JOBS.
a) In the generating function thread, which Mathematica routine does the answer use to obtain the formula for $a_n$?
b) Please pick up the generating function thread at the point where it stops and continue writing it.

### TEXT SHOWN ###

Generating function coefficient I have a generating function $\frac{1}{(1-x-x^{3}+x^{4})^{2}}$.
I have to find the $x^{n}$ coefficient. So far it seems that the next step is to convert this function back to the sequence, but I am not sure how to proceed.
 A: One route is via the inverse-Z transform of $G(1/x)$ with
$$
G(x) = \frac{1}{(1-x-x^3+x^4)^2} = 1 + 2 x + 3 x^2 + 6 x^3 + \cdots
$$
For an ordinary generating function of the form
$$
G(x) = \sum_{k=0}^\infty a_k x^k
$$
we can use the transform defined as
$$
\mathcal{Z}^{-1} \{X(z) \}= \frac{1}{2 \pi j} \oint_{C} X(z) z^{n-1} dz
$$
to get
$$
a_n = \mathcal{Z}^{-1}[G(1/x)] 
$$
In this case (using Mathematica's InverseZTransform routine) we have
$$a_n= \frac{1}{54} \left((n+4) (n (n+8)+11)+\frac{2 (3 n+11) \sin \left(\frac{2 \pi  n}{3}\right)}{\sqrt{3}}+2 (n+5) \cos \left(\frac{2 \pi  n}{3}\right)\right)
$$
there may be a way to simplify this further. The key thing is that this transform is exactly the map between generating functions and their $x^n$ coefficients. But computing the integral can be non-trivial for complicated generating functions, so computers can be useful for these calculations.

### EXCERPTED RECORDS ###

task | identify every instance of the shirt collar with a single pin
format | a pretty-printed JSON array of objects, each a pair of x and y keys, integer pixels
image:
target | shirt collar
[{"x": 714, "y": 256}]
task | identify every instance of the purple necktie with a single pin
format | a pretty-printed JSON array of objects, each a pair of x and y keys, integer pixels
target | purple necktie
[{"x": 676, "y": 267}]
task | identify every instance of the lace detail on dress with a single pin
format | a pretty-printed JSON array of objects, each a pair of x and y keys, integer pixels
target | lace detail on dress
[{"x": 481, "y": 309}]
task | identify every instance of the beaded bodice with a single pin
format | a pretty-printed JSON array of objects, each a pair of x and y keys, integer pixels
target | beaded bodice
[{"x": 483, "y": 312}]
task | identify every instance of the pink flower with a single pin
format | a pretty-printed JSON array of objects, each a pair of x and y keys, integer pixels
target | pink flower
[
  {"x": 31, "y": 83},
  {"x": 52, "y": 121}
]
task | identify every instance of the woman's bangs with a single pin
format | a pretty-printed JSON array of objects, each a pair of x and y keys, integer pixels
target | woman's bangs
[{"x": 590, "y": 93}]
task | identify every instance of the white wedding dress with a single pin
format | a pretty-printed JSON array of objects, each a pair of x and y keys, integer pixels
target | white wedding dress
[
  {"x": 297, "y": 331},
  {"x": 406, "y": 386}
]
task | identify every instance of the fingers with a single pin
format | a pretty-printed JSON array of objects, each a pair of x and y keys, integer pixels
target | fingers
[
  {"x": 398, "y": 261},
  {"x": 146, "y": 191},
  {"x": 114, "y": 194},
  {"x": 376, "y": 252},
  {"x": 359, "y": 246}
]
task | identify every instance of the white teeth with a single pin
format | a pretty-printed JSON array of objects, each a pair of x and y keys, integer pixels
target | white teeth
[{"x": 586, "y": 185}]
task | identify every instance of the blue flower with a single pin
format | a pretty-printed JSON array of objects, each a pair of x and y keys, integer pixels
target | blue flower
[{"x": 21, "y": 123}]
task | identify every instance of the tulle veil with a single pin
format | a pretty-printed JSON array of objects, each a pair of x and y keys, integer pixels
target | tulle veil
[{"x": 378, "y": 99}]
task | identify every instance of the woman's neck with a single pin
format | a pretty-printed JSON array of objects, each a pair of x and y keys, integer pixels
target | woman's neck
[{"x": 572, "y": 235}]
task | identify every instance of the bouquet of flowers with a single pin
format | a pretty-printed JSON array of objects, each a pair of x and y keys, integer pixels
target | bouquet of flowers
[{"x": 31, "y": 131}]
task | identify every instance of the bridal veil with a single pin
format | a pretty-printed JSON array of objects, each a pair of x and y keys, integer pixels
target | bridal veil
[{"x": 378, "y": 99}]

###

ANSWERS TO THE PROBLEMS.
a) InverseZTransform

b)
A: First note that $$1-x-x^3+x^4=(1-x)(1-x^3)=(1-x)^2(1+x+x^2)\,,$$
so if nothing else, you can decompose
$$\frac1{(1-x)^4(1+x+x^2)^2}$$
into partial fractions and go from there. Alternatively, you can work with
$$\frac1{(1-x)^2}\cdot\frac1{(1-x^3)^2}\,.$$
It’s standard that
$$\frac1{(1-x)^2}=\sum_{n\ge 0}(n+1)x^n\,,$$
so
$$\begin{align*}
\frac1{(1-x^3)^2}&=1+2x^3+3x^6+4x^9+\ldots\\
&=\sum_{n\ge 0}a_nx^n\,,
\end{align*}$$
where
$$a_n=\begin{cases}
k+1,&\text{if }n=3k\\
0,&\text{otherwise.}
\end{cases}$$
Now use the fact that
$$\frac1{1-x}\sum_{n\ge 0}b_nx^n=\sum_{n\ge 0}\left(\sum_{k=0}^nb_k\right)x^n$$
for any power series $\sum_nb_nx^n$ to see that
$$\begin{align*}
\frac1{(1-x)(1-x^3)^2}&=1+x+x^2+3x^3+3x^4+3x^5+6x^6+\ldots\\
&=\sum_{n\ge 0}\binom{\lfloor n/3\rfloor+2}2x^n
\end{align*}$$
and hence that
$$\frac1{(1-x)^2(1-x^3)^2}=\sum_{n\ge 0}\sum_{k=0}^n\binom{\lfloor k/3\rfloor+2}2x^n\,.$$
Finally, if $n=3m+r$ for $\in\{0,1,2\}$, then
$$\begin{align*}
\sum_{k=0}^n\binom{\lfloor k/3\rfloor+2}2&=3\sum_{k=0}^{m-1}\binom{k+2}2+(r+1)\binom{m+2}2\\
&=3\binom{m+2}3+(r+1)\binom{m+2}2\\
&=3\binom{m+3}3-(2-r)\binom{m+2}2\,.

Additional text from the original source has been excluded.